-- Begin ENTRIES SUPPLIED --
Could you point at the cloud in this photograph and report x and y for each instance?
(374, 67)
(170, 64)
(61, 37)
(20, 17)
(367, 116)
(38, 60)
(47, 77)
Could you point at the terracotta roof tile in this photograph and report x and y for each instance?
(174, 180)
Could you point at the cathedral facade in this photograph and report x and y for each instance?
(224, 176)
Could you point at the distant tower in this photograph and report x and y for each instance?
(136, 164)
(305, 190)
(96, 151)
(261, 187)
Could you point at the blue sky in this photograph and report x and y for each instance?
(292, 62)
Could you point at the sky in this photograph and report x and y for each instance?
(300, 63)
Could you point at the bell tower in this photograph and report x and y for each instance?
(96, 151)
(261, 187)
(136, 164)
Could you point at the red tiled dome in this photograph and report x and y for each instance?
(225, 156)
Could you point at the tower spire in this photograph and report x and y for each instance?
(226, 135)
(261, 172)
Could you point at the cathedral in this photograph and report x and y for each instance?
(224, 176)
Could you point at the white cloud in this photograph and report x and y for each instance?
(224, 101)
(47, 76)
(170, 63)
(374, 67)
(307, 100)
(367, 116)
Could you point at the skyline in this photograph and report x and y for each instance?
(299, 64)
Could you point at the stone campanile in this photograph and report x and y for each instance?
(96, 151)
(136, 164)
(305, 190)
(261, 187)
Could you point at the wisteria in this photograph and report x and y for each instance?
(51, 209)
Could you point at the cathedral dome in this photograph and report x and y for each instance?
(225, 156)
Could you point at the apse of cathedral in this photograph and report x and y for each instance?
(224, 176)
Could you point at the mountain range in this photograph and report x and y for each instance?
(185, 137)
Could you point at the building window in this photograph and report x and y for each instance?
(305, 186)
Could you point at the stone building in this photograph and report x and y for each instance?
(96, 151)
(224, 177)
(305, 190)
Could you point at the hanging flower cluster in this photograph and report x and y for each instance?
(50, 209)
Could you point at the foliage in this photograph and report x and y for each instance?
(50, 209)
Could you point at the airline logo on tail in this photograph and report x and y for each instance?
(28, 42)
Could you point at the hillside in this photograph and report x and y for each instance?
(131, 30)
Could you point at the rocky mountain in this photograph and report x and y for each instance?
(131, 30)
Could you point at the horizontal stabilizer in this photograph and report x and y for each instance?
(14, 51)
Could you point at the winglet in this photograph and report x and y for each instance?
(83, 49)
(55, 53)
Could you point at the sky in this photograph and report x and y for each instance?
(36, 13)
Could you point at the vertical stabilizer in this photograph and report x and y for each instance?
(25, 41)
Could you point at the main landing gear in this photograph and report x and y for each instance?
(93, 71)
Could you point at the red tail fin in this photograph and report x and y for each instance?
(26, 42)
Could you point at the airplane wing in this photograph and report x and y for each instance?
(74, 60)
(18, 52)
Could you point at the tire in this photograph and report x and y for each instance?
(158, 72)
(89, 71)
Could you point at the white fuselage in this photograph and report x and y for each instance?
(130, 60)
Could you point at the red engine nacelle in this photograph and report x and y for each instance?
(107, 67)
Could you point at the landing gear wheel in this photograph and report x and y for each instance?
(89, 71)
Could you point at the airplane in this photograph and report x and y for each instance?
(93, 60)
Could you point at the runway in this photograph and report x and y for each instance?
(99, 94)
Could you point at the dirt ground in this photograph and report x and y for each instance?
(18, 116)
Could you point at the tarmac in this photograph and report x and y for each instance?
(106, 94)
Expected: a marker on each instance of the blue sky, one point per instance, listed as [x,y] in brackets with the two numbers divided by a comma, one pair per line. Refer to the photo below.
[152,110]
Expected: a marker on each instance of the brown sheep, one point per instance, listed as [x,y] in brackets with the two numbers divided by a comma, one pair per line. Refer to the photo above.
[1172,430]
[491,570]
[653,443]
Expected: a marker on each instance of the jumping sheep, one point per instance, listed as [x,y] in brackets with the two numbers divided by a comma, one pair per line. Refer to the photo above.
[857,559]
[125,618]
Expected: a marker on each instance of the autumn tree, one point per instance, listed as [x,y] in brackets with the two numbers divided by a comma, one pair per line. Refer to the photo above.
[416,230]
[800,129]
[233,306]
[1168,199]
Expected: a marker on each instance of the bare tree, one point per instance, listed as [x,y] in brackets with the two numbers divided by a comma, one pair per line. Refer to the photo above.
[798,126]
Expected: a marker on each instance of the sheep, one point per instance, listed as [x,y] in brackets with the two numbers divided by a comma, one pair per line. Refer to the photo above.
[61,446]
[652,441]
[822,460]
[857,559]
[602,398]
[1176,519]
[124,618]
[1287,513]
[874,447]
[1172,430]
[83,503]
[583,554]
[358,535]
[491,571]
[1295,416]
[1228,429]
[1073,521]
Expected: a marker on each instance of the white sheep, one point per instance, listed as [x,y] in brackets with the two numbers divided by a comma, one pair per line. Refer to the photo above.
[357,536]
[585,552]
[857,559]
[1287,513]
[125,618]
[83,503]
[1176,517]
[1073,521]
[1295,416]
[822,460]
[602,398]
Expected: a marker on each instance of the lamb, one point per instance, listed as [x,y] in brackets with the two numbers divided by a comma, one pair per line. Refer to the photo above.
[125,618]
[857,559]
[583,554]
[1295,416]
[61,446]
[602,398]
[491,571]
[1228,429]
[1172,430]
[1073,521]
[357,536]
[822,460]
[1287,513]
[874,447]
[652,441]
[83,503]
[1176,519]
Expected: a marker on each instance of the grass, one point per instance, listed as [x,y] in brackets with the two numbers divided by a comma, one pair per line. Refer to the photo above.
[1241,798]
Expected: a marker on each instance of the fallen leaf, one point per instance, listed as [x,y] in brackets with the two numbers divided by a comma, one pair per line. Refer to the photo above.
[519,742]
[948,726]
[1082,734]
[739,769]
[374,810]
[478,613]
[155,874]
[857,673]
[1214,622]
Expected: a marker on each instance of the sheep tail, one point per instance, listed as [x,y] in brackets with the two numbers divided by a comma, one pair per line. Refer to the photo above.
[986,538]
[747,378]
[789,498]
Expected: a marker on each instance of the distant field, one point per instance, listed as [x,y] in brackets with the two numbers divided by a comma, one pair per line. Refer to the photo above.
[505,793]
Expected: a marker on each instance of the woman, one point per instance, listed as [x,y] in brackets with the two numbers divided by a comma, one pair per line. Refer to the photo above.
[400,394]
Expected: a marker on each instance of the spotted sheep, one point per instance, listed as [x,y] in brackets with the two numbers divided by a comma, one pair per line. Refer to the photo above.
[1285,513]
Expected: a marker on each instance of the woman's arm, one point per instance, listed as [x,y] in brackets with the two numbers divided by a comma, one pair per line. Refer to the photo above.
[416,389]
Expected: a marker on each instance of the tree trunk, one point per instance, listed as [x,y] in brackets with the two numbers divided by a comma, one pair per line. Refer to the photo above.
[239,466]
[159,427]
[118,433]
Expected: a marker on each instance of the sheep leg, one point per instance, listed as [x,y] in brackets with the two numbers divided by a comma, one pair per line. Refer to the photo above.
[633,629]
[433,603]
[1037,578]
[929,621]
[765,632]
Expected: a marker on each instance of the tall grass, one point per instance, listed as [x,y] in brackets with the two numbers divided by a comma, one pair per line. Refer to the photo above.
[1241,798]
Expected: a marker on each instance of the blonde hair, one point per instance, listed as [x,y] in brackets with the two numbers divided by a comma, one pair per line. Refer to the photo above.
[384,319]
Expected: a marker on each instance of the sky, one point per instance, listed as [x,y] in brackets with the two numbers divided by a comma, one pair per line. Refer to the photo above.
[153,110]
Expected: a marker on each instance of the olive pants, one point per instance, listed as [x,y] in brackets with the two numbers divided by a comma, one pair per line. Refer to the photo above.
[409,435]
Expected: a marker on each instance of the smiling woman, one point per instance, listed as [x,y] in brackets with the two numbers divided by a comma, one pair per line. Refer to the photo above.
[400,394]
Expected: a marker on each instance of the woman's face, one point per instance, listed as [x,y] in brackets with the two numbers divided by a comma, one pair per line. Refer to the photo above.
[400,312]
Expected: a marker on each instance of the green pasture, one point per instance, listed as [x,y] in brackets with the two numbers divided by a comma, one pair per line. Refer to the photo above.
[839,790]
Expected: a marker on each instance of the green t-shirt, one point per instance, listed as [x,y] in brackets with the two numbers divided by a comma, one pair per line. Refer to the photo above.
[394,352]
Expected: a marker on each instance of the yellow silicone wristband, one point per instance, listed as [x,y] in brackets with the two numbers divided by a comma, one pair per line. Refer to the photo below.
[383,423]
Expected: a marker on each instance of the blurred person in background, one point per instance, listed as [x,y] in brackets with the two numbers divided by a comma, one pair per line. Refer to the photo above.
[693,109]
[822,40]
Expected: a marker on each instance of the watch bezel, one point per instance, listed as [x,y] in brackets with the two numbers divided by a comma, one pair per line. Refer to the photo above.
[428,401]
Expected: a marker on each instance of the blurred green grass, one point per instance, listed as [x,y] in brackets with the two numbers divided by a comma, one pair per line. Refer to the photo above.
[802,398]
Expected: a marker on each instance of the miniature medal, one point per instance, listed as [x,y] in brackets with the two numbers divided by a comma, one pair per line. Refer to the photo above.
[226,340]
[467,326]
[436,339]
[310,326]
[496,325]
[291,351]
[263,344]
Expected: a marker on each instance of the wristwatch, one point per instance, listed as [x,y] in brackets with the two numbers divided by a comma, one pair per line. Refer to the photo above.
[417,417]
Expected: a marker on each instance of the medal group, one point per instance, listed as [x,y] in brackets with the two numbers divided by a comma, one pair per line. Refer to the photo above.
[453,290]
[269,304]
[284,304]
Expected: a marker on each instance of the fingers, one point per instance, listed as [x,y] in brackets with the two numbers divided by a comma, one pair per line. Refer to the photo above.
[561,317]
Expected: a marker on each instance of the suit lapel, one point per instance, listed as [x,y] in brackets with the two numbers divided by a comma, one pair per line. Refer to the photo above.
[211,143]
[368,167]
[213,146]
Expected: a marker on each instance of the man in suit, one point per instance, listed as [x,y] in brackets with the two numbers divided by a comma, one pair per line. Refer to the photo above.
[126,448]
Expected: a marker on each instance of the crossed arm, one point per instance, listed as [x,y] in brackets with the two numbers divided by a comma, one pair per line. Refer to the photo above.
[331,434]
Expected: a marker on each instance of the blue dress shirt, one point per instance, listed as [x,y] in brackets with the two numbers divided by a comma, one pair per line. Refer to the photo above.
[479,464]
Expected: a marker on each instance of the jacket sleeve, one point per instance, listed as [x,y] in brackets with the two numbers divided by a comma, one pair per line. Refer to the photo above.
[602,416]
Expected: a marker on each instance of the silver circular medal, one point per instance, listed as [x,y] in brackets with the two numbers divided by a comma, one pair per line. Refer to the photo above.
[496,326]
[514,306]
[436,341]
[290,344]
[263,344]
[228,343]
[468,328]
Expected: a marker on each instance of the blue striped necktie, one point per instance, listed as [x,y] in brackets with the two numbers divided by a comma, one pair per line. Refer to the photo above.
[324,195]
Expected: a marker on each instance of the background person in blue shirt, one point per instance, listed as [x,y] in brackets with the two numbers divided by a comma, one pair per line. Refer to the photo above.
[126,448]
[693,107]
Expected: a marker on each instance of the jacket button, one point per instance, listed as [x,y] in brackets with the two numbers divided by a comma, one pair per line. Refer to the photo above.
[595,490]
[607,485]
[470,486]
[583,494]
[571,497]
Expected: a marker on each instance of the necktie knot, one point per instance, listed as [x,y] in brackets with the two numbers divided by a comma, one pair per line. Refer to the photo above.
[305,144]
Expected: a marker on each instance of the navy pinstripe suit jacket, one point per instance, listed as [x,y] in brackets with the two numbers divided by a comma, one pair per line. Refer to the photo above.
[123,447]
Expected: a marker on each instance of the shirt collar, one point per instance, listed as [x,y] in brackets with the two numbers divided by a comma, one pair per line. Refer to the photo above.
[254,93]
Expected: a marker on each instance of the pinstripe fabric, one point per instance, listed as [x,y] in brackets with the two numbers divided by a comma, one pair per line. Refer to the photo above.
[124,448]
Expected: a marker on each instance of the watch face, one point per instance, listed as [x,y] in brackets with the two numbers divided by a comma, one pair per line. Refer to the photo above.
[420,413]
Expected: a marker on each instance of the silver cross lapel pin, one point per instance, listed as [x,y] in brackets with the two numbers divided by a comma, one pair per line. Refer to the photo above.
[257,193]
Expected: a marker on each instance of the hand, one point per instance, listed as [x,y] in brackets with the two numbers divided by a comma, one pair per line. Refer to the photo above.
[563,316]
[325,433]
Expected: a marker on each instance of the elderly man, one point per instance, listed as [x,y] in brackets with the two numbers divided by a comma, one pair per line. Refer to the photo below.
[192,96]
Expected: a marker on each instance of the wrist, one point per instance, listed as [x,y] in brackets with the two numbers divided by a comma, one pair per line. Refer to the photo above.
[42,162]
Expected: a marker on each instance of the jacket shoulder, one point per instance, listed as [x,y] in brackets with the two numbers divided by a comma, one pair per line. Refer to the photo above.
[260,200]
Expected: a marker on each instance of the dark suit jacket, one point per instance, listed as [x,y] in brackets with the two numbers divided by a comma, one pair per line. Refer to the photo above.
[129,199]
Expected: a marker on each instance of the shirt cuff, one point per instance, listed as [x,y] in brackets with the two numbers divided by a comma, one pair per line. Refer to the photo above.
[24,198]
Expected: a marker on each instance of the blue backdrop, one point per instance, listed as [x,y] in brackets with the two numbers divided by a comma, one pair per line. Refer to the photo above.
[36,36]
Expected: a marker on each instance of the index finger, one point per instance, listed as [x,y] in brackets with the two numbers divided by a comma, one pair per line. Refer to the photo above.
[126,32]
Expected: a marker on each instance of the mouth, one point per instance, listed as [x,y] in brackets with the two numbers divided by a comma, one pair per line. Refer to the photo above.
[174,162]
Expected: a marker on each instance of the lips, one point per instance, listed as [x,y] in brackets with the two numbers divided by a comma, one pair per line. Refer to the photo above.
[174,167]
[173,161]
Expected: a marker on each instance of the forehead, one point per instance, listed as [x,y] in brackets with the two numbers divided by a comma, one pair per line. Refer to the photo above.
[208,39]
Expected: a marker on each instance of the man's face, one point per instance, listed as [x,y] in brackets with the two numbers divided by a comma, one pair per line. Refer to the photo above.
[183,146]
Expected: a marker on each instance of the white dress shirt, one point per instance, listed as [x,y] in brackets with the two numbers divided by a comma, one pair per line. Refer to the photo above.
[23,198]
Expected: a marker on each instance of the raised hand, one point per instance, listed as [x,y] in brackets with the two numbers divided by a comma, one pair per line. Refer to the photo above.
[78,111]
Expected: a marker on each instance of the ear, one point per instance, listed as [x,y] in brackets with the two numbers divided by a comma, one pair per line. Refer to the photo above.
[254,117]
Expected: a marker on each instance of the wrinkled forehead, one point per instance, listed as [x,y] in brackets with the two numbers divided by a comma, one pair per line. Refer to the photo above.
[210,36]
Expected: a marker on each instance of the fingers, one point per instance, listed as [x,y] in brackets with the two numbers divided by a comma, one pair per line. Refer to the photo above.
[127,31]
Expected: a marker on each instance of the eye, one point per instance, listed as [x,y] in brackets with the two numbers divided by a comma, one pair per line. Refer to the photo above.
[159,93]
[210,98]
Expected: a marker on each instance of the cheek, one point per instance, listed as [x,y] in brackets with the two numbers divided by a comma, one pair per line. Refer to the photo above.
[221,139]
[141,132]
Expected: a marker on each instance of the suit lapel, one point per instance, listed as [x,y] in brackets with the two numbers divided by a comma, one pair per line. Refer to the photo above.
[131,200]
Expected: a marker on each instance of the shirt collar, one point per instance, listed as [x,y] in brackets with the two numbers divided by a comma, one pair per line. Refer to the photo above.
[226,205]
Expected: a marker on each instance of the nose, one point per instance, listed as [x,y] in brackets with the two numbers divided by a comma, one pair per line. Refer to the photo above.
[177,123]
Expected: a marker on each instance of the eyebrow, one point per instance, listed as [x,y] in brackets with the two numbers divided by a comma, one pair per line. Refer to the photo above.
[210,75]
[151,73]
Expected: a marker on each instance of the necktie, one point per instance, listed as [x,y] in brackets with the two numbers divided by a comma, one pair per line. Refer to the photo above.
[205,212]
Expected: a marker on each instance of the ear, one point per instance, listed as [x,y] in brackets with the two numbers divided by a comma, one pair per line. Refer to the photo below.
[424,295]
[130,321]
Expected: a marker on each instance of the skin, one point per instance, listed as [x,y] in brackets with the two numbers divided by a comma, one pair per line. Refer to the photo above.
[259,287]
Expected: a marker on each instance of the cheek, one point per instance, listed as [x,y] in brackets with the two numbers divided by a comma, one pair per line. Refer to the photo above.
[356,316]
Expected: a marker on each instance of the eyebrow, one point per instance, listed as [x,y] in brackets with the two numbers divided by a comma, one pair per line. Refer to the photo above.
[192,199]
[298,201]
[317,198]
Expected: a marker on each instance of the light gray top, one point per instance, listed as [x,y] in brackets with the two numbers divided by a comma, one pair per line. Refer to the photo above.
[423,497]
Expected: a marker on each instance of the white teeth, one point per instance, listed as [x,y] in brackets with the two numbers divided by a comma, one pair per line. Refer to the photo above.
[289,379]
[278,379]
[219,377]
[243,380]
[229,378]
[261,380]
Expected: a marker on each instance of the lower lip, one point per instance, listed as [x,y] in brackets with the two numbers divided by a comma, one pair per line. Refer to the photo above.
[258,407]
-- End ENTRIES SUPPLIED --
[TASK OBJECTIVE]
Repeat only the stretch of lines starting at the one containing "Expected: a marker on each instance of the skin, one" and running to the final line of the entries above.

[OUTPUT OF THE EXERCISE]
Expected: a marker on each instance of the skin, one point per instance, listed as [x,y] in brackets with the two numbers divided by a comma, one pair per line. Refer to the photo above.
[259,287]
Expected: a marker on each instance of the cheek, one point per instance, listed as [x,y] in brackets with the two numbers divided by a comma, one pair per line. Refer to the photo above.
[356,316]
Expected: a marker on each instance of the eyebrow, one point per instance, listed as [x,y] in brackets with the two numbers divided by a comma, one pair per line. Refer to the photo above.
[192,199]
[298,201]
[317,198]
Expected: a marker on each instance of the light gray top, one point per instance, listed as [x,y] in brackets with the two numbers divided by a comma, one pair per line. Refer to the photo above.
[423,497]
Expected: a marker on each instance of the white teeth, one point per instance, listed as [x,y] in brackets with the two numbers divided by a comma, one pair per line. Refer to the photo above.
[289,379]
[278,379]
[219,377]
[243,380]
[229,378]
[261,380]
Expected: a marker on each instance of the lower lip, one point per instance, listed as [x,y] in brackets with the two numbers divided by a comma, one pair per line. Refer to the photo above.
[258,407]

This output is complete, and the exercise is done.